• Extracted data
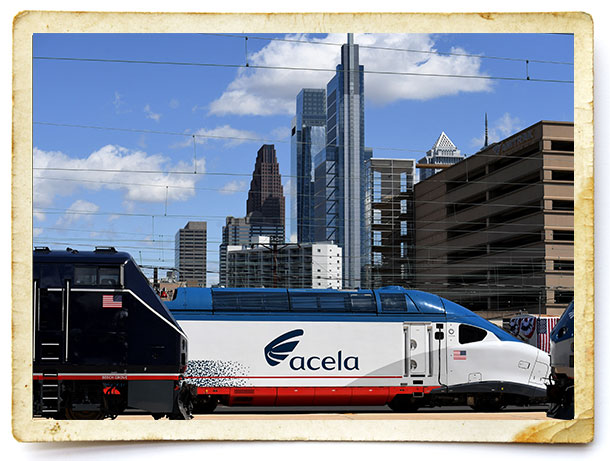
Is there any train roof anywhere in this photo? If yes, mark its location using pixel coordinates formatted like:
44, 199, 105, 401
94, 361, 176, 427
166, 287, 446, 314
34, 247, 131, 264
165, 286, 518, 341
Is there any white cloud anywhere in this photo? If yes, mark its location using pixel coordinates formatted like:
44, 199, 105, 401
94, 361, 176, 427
218, 181, 247, 195
56, 200, 100, 226
173, 125, 263, 147
209, 34, 491, 115
144, 104, 161, 123
471, 112, 524, 147
33, 145, 205, 207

• What is required
Rewrite all the records above with "photo" swapped for "image" and everything else left unchanged. Omit the pictures from your answer.

• Answer to this task
Is there any train roof anywhere in this image? If yes, mark its location using pixel coordinates formatted like:
44, 199, 105, 401
94, 361, 176, 427
166, 287, 446, 314
34, 247, 131, 264
165, 286, 518, 341
Is there any white cloud anywhere in this image? If yes, mark its location using pixel coordinates formatted like:
44, 199, 105, 401
94, 361, 176, 427
218, 181, 247, 195
56, 200, 100, 226
173, 125, 263, 147
209, 34, 491, 115
144, 104, 161, 123
471, 112, 524, 147
33, 145, 205, 207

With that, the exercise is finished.